→ **Information given**
■ ■ ■

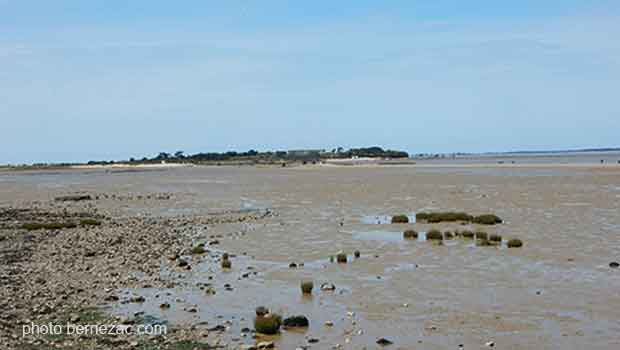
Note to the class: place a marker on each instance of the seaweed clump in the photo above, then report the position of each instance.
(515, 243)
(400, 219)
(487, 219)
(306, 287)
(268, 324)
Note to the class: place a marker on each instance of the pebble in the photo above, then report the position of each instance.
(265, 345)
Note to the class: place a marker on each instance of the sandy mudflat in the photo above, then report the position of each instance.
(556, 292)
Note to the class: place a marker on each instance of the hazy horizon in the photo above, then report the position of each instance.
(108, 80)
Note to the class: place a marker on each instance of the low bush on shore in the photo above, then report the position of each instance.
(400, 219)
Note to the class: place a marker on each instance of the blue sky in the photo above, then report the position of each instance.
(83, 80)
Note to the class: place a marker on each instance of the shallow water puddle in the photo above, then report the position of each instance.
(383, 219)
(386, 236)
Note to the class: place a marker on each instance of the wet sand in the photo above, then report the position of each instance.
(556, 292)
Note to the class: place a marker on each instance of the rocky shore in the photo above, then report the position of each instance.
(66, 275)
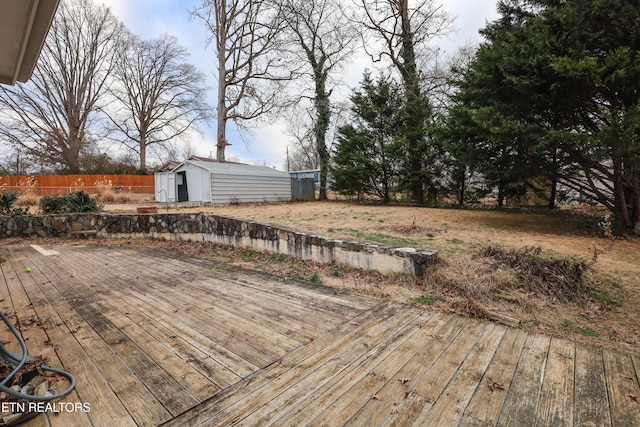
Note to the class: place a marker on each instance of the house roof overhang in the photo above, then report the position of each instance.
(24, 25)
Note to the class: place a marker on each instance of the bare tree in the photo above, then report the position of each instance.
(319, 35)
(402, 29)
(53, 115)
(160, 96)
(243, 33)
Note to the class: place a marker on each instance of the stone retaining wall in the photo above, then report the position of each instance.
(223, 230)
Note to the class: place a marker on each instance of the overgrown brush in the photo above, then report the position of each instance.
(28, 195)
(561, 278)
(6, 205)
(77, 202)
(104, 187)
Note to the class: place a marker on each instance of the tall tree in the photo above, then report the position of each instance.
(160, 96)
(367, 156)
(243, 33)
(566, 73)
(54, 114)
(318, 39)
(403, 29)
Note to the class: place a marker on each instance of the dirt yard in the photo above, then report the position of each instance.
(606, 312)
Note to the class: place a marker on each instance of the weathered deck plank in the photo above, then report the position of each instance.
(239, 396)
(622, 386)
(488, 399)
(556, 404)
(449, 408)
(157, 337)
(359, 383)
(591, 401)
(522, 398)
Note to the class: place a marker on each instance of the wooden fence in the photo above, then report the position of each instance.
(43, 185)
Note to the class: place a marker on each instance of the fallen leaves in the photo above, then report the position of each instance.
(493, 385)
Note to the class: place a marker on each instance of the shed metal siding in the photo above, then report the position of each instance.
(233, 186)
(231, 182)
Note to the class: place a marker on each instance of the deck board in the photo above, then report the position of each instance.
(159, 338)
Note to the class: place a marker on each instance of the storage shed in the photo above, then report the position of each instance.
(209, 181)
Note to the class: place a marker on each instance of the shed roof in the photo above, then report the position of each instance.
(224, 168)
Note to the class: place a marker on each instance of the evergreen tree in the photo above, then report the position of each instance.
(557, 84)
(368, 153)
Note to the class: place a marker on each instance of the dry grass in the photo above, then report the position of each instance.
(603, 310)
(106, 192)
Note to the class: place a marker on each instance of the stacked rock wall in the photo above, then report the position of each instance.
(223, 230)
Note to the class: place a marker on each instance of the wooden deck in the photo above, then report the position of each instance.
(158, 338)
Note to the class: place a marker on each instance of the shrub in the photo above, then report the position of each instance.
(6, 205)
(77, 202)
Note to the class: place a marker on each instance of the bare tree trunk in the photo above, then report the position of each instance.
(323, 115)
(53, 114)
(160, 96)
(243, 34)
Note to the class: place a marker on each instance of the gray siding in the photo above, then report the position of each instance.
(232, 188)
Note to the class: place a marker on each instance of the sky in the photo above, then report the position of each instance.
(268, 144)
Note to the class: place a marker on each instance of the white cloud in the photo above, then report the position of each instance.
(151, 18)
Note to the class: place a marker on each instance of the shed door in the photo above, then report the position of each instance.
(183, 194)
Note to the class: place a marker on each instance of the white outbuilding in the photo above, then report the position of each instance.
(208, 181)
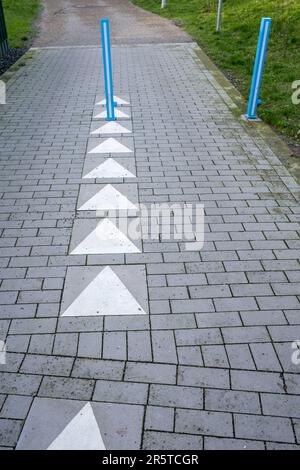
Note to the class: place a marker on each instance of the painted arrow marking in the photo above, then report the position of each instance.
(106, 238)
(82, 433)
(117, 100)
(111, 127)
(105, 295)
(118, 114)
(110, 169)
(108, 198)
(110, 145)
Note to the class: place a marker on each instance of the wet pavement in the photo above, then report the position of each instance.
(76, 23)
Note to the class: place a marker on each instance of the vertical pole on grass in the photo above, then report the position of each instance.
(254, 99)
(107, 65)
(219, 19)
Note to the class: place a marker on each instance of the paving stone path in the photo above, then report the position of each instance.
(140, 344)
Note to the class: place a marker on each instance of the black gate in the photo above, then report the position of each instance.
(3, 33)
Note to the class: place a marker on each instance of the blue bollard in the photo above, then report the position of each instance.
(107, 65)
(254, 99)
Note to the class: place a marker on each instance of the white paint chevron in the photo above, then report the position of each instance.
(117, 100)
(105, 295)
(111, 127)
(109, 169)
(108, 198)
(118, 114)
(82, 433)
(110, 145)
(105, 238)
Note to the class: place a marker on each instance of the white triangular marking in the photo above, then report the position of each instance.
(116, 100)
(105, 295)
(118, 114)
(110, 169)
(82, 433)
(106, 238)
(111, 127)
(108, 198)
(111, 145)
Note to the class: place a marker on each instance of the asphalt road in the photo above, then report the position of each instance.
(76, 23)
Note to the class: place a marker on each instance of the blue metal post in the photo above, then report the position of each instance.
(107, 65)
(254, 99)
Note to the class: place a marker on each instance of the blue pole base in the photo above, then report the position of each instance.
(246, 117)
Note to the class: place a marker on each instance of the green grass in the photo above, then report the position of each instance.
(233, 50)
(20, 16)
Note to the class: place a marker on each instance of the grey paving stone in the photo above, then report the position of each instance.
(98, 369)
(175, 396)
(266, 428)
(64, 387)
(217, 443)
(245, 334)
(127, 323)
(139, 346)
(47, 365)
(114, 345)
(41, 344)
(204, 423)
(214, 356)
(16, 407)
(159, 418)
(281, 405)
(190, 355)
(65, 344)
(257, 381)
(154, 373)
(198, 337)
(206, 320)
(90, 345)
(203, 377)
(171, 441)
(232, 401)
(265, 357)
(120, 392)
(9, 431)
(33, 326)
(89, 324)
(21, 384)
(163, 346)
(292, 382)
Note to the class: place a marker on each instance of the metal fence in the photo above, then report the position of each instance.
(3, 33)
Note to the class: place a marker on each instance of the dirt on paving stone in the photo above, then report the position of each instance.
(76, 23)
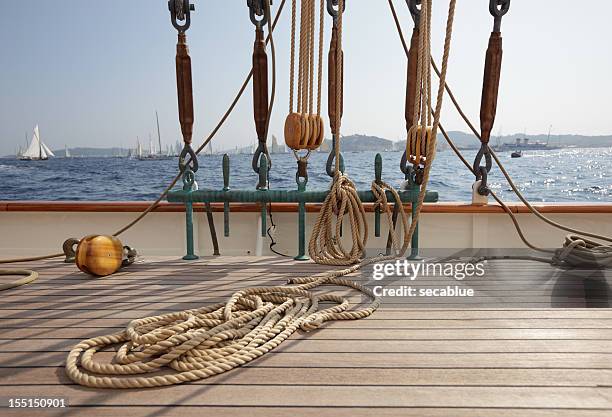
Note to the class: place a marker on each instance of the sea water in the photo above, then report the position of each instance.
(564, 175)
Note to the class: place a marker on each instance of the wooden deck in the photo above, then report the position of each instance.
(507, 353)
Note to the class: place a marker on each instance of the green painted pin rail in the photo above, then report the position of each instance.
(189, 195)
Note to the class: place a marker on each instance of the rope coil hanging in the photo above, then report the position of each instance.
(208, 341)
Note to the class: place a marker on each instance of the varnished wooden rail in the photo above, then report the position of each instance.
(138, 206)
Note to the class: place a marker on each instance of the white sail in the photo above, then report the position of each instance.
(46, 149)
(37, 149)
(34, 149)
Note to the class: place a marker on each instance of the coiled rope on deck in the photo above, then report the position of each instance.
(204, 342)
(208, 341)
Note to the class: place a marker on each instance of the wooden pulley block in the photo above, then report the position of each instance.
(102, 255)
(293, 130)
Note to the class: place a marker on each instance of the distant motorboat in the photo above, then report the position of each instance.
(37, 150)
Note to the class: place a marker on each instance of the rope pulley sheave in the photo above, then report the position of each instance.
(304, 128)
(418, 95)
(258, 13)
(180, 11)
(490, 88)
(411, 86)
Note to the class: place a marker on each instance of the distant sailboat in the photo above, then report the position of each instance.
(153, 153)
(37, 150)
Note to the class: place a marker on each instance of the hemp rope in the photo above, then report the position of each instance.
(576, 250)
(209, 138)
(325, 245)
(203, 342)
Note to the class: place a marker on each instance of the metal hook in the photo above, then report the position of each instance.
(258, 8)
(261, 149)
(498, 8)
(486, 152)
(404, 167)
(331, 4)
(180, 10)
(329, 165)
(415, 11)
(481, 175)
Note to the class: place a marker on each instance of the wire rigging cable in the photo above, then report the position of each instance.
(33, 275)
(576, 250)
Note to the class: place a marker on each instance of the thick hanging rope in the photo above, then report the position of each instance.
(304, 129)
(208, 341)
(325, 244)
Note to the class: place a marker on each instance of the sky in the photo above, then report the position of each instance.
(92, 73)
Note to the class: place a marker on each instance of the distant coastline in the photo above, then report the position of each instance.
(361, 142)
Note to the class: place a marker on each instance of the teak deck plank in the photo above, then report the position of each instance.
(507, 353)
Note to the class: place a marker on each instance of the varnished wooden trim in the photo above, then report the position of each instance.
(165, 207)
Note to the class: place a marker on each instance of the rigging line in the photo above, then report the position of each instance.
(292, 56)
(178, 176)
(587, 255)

■ ■ ■

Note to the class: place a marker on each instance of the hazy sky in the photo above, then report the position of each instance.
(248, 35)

■ ■ ■

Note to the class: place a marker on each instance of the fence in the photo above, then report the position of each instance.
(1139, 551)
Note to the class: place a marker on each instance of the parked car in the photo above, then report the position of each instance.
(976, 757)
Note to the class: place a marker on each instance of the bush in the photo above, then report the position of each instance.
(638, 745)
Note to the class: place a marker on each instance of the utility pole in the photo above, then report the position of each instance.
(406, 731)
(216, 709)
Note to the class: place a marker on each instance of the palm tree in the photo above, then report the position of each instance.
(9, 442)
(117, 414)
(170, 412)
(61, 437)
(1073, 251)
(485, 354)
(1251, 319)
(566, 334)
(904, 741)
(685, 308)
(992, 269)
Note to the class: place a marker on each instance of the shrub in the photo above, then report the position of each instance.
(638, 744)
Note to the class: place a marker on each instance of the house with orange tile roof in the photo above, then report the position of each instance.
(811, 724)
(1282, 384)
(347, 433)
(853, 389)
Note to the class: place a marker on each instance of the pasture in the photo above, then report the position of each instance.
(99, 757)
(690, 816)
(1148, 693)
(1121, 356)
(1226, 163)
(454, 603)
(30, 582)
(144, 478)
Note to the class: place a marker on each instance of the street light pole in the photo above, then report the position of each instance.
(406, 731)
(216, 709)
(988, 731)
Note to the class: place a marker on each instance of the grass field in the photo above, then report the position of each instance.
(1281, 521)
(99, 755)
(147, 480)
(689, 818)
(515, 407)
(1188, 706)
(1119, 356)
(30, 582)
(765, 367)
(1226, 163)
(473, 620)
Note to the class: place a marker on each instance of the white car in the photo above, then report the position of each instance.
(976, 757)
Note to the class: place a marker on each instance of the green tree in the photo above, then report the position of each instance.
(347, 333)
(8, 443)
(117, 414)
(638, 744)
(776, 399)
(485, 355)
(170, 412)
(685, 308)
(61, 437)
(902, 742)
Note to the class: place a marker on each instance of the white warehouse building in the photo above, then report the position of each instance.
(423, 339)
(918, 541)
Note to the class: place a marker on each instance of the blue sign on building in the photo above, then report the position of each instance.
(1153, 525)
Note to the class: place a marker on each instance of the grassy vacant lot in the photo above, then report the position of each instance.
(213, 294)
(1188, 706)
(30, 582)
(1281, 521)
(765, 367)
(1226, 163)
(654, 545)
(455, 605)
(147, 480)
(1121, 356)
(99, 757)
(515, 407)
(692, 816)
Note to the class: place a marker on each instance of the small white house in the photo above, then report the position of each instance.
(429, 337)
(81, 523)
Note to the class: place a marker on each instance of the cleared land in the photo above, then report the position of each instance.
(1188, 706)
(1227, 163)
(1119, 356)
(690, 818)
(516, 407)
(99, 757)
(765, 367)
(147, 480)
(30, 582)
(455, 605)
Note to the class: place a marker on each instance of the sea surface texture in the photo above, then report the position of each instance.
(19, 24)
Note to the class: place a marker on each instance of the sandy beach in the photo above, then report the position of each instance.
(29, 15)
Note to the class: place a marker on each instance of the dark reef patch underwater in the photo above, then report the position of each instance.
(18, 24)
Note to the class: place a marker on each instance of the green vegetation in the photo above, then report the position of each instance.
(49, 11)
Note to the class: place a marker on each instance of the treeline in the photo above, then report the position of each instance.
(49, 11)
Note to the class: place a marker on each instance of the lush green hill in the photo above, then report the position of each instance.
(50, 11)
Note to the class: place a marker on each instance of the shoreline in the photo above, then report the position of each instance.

■ ■ ■

→ **What you will do**
Give again exactly, and only, the lines above starting at the one with "of the lush" and ending at the one with "of the shoreline".

→ **Answer to this task**
Note to the class: place a marker on each instance of the lush green hill in the photo above, then report the position of each instance.
(50, 11)
Note to the class: place a marker on each instance of the shoreline in the photo above, then report the position of each instance.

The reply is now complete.